* SET PROBLEM:
Echo back everything from the line containing "line, written as integer pixel values." down to the last of the lines below, keeping both ends and nothing else.

....

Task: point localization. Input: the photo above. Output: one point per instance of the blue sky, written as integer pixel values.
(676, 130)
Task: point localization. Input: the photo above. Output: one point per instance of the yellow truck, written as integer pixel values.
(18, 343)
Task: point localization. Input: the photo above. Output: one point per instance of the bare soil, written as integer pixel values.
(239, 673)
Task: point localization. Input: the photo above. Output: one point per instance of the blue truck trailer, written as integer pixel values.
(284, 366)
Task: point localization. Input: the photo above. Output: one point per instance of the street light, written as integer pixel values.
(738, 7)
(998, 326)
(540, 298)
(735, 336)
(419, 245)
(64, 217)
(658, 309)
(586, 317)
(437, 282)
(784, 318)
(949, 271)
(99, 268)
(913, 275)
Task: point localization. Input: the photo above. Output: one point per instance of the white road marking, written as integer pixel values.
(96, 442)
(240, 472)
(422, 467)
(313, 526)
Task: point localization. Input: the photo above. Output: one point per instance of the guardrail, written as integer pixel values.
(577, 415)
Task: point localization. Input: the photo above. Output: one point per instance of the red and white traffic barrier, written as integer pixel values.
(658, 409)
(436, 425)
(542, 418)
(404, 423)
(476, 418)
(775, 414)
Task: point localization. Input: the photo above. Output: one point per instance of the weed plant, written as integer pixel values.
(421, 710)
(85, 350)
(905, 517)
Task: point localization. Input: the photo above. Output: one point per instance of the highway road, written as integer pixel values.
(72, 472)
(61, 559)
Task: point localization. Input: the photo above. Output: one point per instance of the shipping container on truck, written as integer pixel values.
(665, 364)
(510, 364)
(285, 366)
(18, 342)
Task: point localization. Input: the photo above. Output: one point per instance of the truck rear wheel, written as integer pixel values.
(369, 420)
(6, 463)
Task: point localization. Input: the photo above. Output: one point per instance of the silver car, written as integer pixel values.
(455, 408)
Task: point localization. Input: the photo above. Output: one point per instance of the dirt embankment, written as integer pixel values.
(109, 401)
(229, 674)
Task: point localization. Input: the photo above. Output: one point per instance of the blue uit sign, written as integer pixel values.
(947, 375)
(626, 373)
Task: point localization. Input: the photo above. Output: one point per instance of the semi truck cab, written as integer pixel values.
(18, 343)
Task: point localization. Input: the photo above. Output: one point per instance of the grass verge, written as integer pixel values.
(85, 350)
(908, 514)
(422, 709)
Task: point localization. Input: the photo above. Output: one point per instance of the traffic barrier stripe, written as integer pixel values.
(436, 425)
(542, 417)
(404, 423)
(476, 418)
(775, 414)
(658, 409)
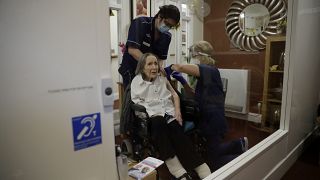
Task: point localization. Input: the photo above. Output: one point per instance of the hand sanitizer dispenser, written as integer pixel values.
(107, 92)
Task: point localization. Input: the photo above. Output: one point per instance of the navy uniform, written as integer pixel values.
(210, 97)
(141, 36)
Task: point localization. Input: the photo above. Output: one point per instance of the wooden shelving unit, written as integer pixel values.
(273, 81)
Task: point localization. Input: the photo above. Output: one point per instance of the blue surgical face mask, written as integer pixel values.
(163, 28)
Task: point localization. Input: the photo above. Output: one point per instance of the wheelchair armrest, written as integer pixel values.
(138, 108)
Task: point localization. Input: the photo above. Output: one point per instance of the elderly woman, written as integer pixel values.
(162, 104)
(209, 96)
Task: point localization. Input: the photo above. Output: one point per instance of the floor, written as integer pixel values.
(307, 166)
(237, 128)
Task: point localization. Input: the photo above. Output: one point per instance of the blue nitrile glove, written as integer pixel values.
(168, 72)
(178, 76)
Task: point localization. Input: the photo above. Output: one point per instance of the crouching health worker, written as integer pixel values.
(210, 98)
(162, 104)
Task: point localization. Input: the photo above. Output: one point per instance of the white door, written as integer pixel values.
(53, 123)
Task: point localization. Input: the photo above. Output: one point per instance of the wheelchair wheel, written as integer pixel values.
(126, 147)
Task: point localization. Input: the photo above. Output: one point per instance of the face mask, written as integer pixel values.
(195, 61)
(163, 28)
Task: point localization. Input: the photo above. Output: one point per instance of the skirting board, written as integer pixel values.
(283, 166)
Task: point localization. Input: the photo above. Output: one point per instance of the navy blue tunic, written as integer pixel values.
(210, 97)
(141, 36)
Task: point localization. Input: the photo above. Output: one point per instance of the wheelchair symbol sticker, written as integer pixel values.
(86, 131)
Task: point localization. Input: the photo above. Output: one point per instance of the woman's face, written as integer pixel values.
(151, 68)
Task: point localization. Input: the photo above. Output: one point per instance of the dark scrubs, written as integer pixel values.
(141, 36)
(210, 97)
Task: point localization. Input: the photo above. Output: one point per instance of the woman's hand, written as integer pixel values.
(178, 117)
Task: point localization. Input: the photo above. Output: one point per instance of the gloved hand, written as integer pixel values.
(178, 76)
(168, 72)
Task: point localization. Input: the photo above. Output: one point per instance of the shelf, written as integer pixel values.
(273, 79)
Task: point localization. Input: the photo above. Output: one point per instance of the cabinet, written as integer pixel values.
(273, 81)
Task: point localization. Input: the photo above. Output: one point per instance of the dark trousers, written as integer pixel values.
(170, 140)
(220, 153)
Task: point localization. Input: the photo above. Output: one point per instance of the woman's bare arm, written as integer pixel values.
(190, 69)
(176, 102)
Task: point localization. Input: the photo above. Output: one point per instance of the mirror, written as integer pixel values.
(254, 19)
(249, 22)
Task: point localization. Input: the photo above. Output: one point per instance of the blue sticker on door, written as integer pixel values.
(86, 131)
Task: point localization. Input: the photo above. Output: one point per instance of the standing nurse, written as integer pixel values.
(148, 35)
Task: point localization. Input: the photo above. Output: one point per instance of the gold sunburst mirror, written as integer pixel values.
(249, 22)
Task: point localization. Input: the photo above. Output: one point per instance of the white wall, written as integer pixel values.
(53, 55)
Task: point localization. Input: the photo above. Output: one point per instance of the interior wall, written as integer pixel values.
(230, 57)
(304, 75)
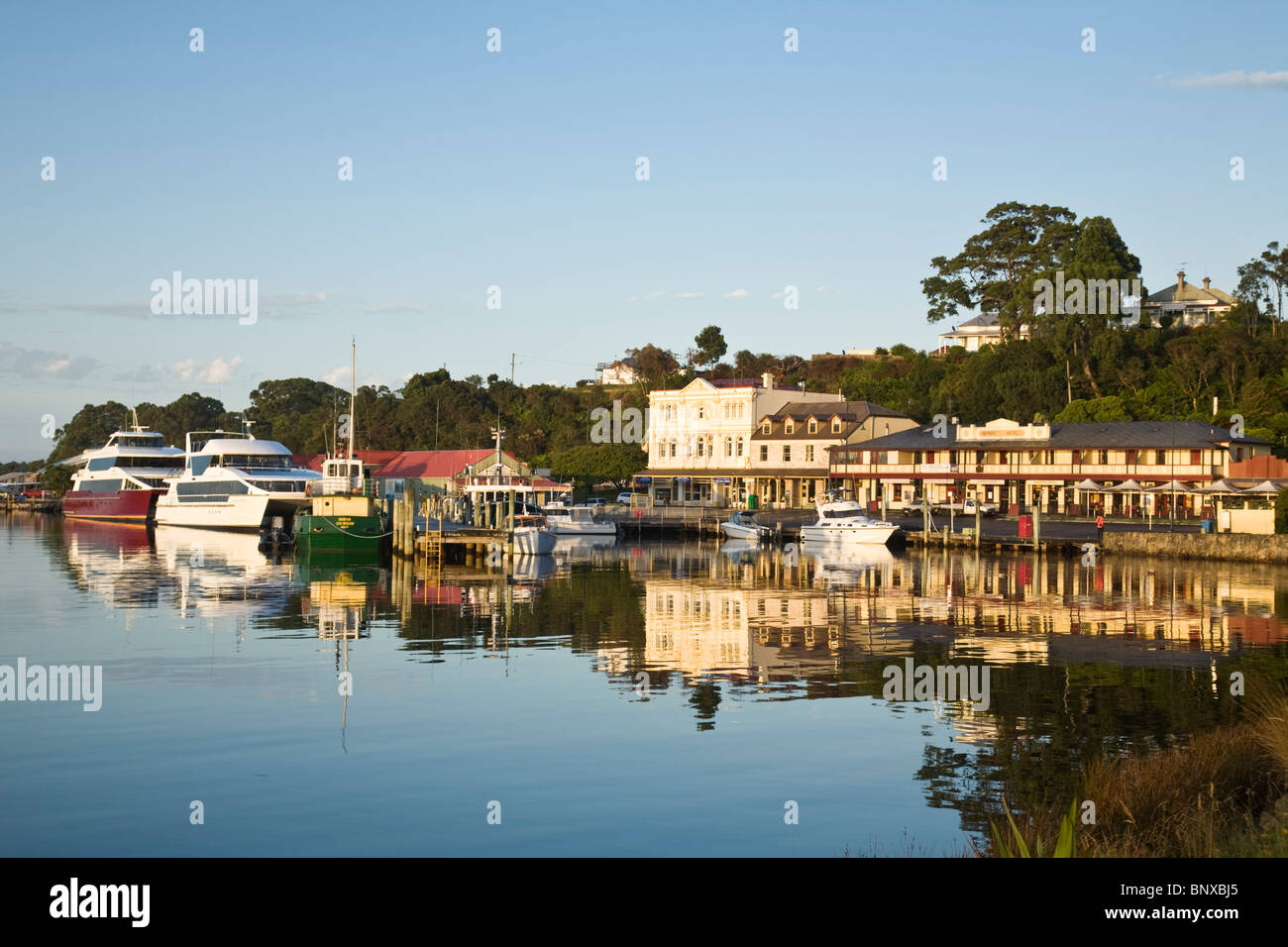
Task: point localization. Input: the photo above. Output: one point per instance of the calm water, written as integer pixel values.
(631, 699)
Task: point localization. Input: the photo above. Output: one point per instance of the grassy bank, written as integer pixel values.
(1222, 795)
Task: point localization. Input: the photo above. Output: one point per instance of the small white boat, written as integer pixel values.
(743, 526)
(531, 536)
(578, 521)
(844, 522)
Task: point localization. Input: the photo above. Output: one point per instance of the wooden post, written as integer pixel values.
(410, 519)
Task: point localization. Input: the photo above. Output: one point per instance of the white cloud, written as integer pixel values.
(34, 364)
(214, 372)
(1236, 78)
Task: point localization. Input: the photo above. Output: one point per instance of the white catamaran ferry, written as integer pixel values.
(235, 482)
(124, 478)
(844, 522)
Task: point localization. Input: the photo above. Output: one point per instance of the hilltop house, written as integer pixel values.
(1186, 303)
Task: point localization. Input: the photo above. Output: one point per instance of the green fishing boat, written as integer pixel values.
(346, 513)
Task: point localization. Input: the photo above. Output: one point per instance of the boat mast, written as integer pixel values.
(353, 389)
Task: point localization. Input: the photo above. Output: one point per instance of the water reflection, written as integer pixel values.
(1083, 661)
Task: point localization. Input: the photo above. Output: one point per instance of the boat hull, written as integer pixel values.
(581, 528)
(848, 535)
(125, 505)
(239, 512)
(737, 531)
(340, 534)
(533, 541)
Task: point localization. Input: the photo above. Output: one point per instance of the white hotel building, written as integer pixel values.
(698, 441)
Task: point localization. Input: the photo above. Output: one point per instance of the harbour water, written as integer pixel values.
(638, 698)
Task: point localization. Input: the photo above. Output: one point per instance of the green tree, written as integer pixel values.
(997, 266)
(711, 346)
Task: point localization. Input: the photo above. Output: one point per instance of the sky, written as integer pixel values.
(518, 169)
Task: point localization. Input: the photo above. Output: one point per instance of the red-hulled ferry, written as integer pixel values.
(123, 478)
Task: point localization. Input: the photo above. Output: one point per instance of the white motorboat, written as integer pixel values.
(531, 536)
(235, 482)
(578, 521)
(844, 522)
(743, 526)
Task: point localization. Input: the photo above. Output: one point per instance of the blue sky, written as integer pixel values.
(516, 169)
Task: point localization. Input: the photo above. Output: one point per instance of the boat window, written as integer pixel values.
(257, 462)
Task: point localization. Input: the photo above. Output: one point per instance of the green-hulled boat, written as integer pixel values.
(344, 513)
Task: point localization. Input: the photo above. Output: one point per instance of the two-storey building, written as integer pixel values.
(1115, 467)
(699, 437)
(790, 447)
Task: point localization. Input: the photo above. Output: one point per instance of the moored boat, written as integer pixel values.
(844, 522)
(344, 513)
(743, 526)
(124, 478)
(578, 521)
(233, 482)
(529, 536)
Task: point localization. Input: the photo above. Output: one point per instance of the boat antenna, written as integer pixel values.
(353, 392)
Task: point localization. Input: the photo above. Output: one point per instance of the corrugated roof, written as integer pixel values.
(434, 464)
(1108, 434)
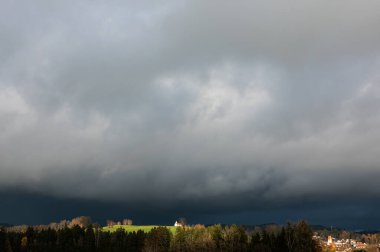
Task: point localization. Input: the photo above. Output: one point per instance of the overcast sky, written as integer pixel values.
(220, 106)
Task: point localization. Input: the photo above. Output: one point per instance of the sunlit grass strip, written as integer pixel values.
(133, 228)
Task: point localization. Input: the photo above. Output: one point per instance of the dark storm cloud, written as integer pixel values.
(248, 103)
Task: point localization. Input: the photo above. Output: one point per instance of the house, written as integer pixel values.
(180, 222)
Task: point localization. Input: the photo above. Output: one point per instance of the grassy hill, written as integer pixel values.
(133, 228)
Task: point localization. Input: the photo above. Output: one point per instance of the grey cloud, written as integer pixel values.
(190, 100)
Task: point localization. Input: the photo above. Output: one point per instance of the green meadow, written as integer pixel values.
(133, 228)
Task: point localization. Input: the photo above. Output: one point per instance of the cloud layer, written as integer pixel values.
(237, 104)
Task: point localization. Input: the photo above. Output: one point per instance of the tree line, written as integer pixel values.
(295, 237)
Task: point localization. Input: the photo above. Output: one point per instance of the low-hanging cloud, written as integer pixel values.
(254, 101)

....

* SOLUTION TO THIS EXERCISE:
Task: point localization. Input: the photo above. Output: one point per instance of the tree line, written as integer pixel values.
(295, 237)
Task: point localization. Input: the photo above. Output: one point per instance of the low-hanging cloud, written as integer pixel values.
(254, 101)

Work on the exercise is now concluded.